PROBLEMS TO SOLVE:
- a) In the forum thread about plows for a dual-rear-wheel truck, what is the narrowest plow mc1 says to run on a dually?
- b) Pick up the plow forum thread after its final post and keep it going.
== DOCUMENT TEXT
# Difficulty Finding Plow for DRW 3500



## Ex1900Driver (Jan 2, 2007)

I am sorry if this might seem like an easy or trivial question but I am having a little bit of trouble finding plows that will fit a couple of trucks I am looking at.

I am looking to but a Ford F350 or F450 or a Dodge Ram 3500. Sorry GM guys and gals... I just don' t like the new look of the GM's.

I will be getting whichever one I end up selecting with dual rear wheels and diesel power. As of right now I am leaning towards the Ford simply because of the vast selection of plows that the different manufacturers _recommend_ for the truck.

In researching plows the Ford seems to accept ALLOT more plows than the Dodge does. I can't seem to find any plow company that will _recommend_ a plow for the Dodge, and if they do it's usually a pretty lightweight option.

What kind of input do you Dodge 3500 owners have.

Thanks in advance
GDC


----------



## theguynextdoor (Sep 18, 2007)

I don't know too much about this, but I think you will find that there are many people that have plows on Dodge 3500 Cummins. The dealers don't recommend it because teh cummins is so heavy on the front end already without the plow. But a lot of people put commercial plows on them without problems. This is just what I've seen on this site, not first hand.


----------



## PLOWMAN45 (Jul 2, 2003)

lot of my friends have duallys with diesels and gassers they run 8ft blades max fisher meyer and westerns get a meyer a little easier on the truck


----------



## mc1 (Mar 2, 2007)

do not run anything less than eight and a half feet wide with a dually you will be very annoyed with the mess your rear outside tires will make i used to have a 2002 f 350 dually diesel with a 8.5 ft fisher with prowings it was a great set up i now have a 08 550 with a 9 ft x blade


----------



## Ex1900Driver (Jan 2, 2007)

I appreciate the answers so far, keep them coming... I have to run to work for now. Back home in a few days. 

Thanks
GDC


----------



## Detroitdan (Aug 15, 2005)
====
== SUPPLIED RECORDS
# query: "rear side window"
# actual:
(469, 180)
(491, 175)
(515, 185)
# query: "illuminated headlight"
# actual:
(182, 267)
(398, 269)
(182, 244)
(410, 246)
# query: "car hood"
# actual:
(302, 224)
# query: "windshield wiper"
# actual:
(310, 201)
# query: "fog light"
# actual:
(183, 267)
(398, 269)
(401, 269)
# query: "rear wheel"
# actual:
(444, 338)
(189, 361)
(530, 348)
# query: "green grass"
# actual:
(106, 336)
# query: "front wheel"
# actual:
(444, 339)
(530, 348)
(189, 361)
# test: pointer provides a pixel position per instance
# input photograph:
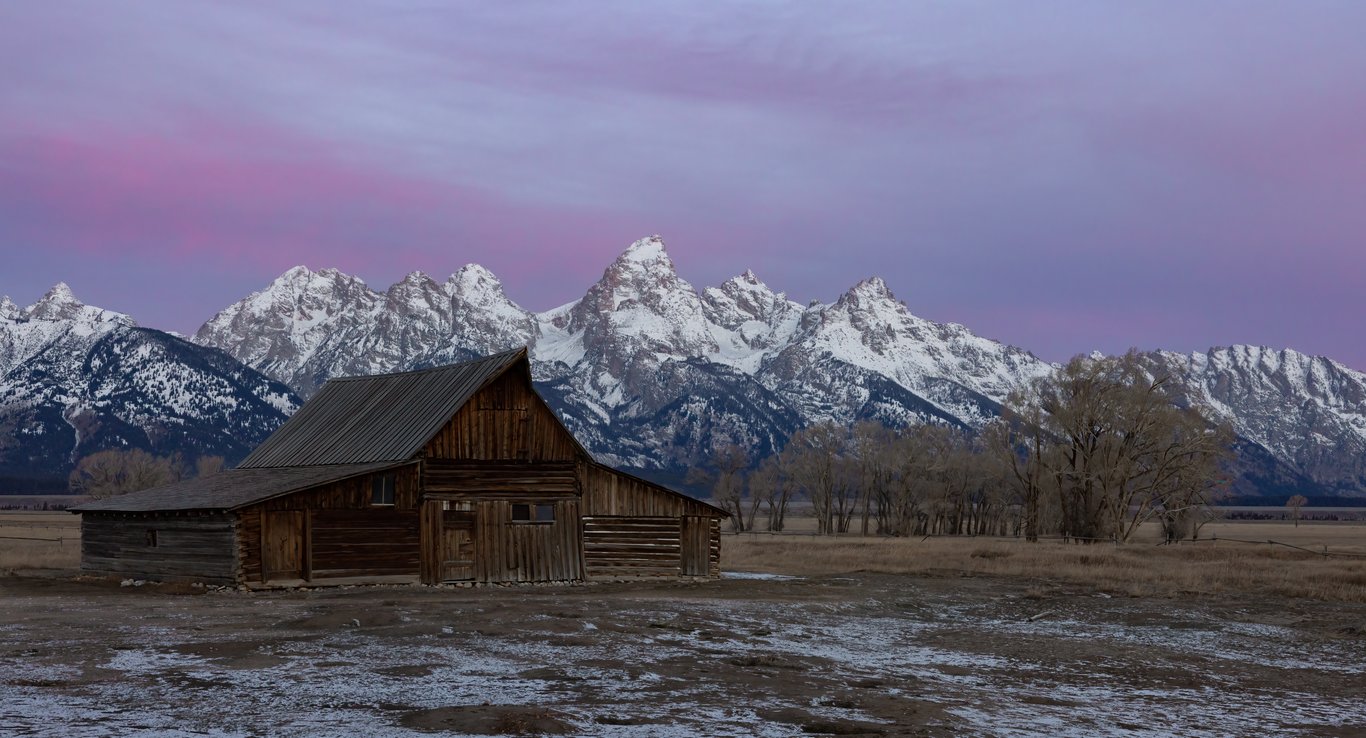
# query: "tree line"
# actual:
(118, 472)
(1089, 454)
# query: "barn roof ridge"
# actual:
(510, 354)
(379, 417)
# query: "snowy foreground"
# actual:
(750, 655)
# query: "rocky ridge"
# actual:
(653, 373)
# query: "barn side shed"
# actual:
(451, 474)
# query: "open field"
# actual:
(803, 636)
(749, 655)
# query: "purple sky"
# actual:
(1064, 176)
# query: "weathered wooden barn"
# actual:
(451, 474)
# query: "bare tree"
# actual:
(1116, 447)
(769, 487)
(115, 472)
(1295, 504)
(724, 476)
(873, 444)
(818, 466)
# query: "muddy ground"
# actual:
(861, 653)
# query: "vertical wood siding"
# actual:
(504, 421)
(510, 551)
(342, 535)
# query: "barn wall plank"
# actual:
(168, 547)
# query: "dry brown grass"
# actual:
(1137, 569)
(38, 540)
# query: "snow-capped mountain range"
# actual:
(77, 379)
(653, 373)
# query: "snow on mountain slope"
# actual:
(53, 319)
(642, 353)
(77, 379)
(652, 372)
(1306, 409)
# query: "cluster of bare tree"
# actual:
(118, 472)
(1090, 454)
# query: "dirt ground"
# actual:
(747, 655)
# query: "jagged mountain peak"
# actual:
(415, 294)
(872, 289)
(60, 304)
(473, 280)
(646, 250)
(415, 276)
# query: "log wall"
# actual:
(616, 547)
(186, 547)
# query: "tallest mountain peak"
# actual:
(645, 250)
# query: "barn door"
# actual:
(282, 545)
(456, 545)
(697, 545)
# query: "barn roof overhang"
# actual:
(232, 489)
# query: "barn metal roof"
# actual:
(383, 417)
(231, 489)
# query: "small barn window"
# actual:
(533, 513)
(381, 489)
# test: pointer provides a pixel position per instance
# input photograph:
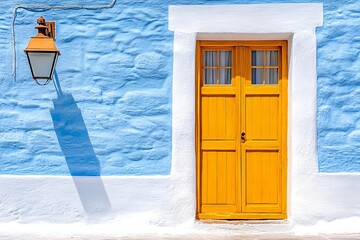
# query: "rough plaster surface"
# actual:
(129, 110)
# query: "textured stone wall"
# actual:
(113, 115)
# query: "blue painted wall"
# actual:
(113, 115)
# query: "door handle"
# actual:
(243, 139)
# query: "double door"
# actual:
(241, 129)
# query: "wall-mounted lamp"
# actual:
(41, 51)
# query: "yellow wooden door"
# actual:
(241, 130)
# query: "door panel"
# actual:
(262, 181)
(241, 130)
(219, 177)
(262, 117)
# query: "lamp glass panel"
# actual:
(42, 63)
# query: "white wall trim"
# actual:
(247, 18)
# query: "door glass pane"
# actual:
(271, 58)
(225, 58)
(225, 76)
(256, 75)
(271, 76)
(257, 58)
(210, 76)
(210, 58)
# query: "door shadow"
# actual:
====
THE REPLIES:
- a) Nothing less than eight and a half feet wide.

- b)
My dually is a dually pickup, not a drw cab and chassis, so it's wider. 8 feet at the rear fenders. So I knew an 8 footer wouldn't be wide enough. This really leaves you with three options, 9 foot straight, 9.2 Vee or 810 Blizzard. I went with the 810, and haven't looked back. I could even stand to have more width to keep my outside duals out of the snow longer, but that's the biggest plow I can carry. My truck is long too, so the longer the truck the sooner the outside rears encounter the snow you just plowed. If you get a c&c a 8.5 might work, but you'll appreciate more width. If you are talking about a dually pickup, go as big as you can. I gaurantee you won't be happy with an 8 or 8.5, especially if you get a crew or extended cab, or an extended CA. A diesel 1 ton will push it, so don't go smaller thinking 9 is too big. And I personally would go with a heavy duty plow like a Fisher or Blizzard, rather than a Meyer or Curtis. Whatever you get, buy commercial, it's worth it in the long run.
And if you really don't want to do the right thing and get a GM, then go with the Ford. Even though they are crappy cheapass junk that needs frontend work every six months, they are still a better work truck than the Dodge. The only thing Dodge has going for it is the Cummins engine. And dealers aren't afraid to put a real plow on a Ford, unlike Dodge which expects you to run a 7 foot plow on a freaking work truck. A Dodge with a Cummins will handle a big plow, but good luck getting anything warranteed.
There, just wanted to get my cheap shots in first. hee hee hee


----------



## PolyPlowBoss (Dec 12, 2007)

My '01 dually, has a Boss poly-v plow, 9'2". This truck rocks plowing snow. Everytime I plow with it, I get more impressed. This truck is literally unstoppable!!!
Forget the Ford PowerJoke! You'll be sorry. The Chevy is just too weak!!(people-hauler).

Ford:
For Old ******** Drivers,
Fix or Repair Daily,
Found On Road Dead,
ETC.ETC.ETC.
Enough said!!

Look at everyone's opinion about a Dodge:
http://www.cumminsforum.com/


----------



## Detroitdan (Aug 15, 2005)

What's the matter, couldn't lift a steel plow? I benchpress 950 up front and 4000 in back with no timbrens.


----------



## PLOWMAN45 (Jul 2, 2003)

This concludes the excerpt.